» Excerpted passage
Re: Kernel virtual memory?

Mark Hemment (markhe@nextd.demon.co.uk)
Fri, 8 Aug 1997 17:16:58 +0100 (BST)


On Fri, 8 Aug 1997, Victor Yodaiken wrote:
> Kernel pages should, in general, stick in place.
> It's one thing to move per-process
> pages in a process that is only running on one processor. It is something
> else to move a kernel global structure, forcing all cpus to invalidate
> tlbs at a common sync point. So the problem is not how you change the
> physical page bits in the PTE, the problem is the consequence of
> changing those bits.
> I'm particularly concerned with implications for Real-Time, although there
> are obvious performance implications for non-rt as well. One of the
> big wins for monolithic kernel design over micro-kernel is that it is
> much easier to get a high tlb hit rate in the monolithic kernel.
> If kmalloced pages can move, however, each move forces a tlb flush
> + global spinlock.

I'm not quite sure of your terms here, so I'll waffle for a bit in the
hope of answering your point.
[Please flame my mistakes, I wouldn't want to mis-inform anyone -
thanks!]

The kernel maintains a one-to-one, linear mapping of virtual address to
physical address. pa=va-PAGE_OFFSET (on Intel, where PAGE_OFFSET is
0xC0000000).
This mapping is never broken for the kernel address space, so we cannot
move 'kernel-pages', but we can move 'user-pages'.
A kernel-page can be considered as a work-page used internally the
kernel, such as for "struct files_struct". These pages are allocated
either directly from the page-allocator (get_free_pages() and friends), or
indirectly via the SLAB allocator (or, now, also via the SIMP).
A 'user-page' is a page which is (or can be) mapped into a task's
address-space. This might be a page read from a file (known as a named
[or inode] page), an anonymous-page, or Shm page. These pages
are know as pagable, as they can be removed from physical memory. This
removal may cause a write to a file, or swap. It may also cause updating
of PTEs which refered to the page [to tell the page-fault handler where to
find the page].
I say, "may cause updating of PTEs" because the page being removed might
not have many current mappings - that is, it is a cached-page.

When an allocation is made for a non-zero page-order [more than one
physically contigious pages], there might not be a large enough
memory hole [of unallocated pages] to satisfy the requirement. To make
the hole, there are two choices;
1) Destroy a page so the physical page can be coalesced to form
the require contigious area. This destroying may involve a
write to file/swap, and updating of PTEs.
2) Move a page to form the required contigious area.

» Work to do
1) Rewrite the paragraph of the kernel memory message that begins "When an allocation is made for a non-zero page-order" as a short list that keeps its main facts.
2) Repeat the part of the kernel memory message between "When an allocation" and "updating of PTEs.", inclusive.
The lines that follow are not needed for this work.

» Given data
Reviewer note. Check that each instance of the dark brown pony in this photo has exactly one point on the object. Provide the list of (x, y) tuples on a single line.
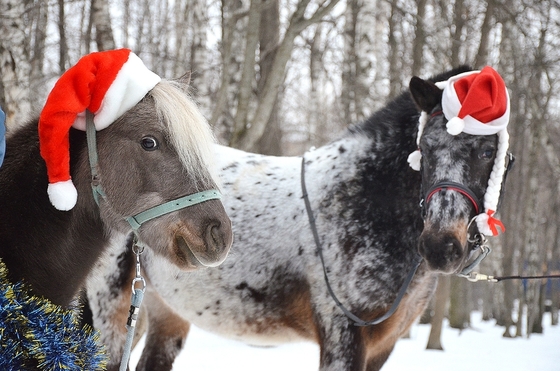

» List of solutions
1)
- An allocation of more than one physically contiguous page may find no free hole large enough.
- One way to make the hole is to destroy a page so the physical pages can be coalesced into the contiguous area. This may involve a write to file or swap and updating of PTEs.
- The other way is to move a page to form the contiguous area.

2)
When an allocation is made for a non-zero page-order [more than one
physically contigious pages], there might not be a large enough
memory hole [of unallocated pages] to satisfy the requirement. To make
the hole, there are two choices;
1) Destroy a page so the physical page can be coalesced to form
the require contigious area. This destroying may involve a
write to file/swap, and updating of PTEs.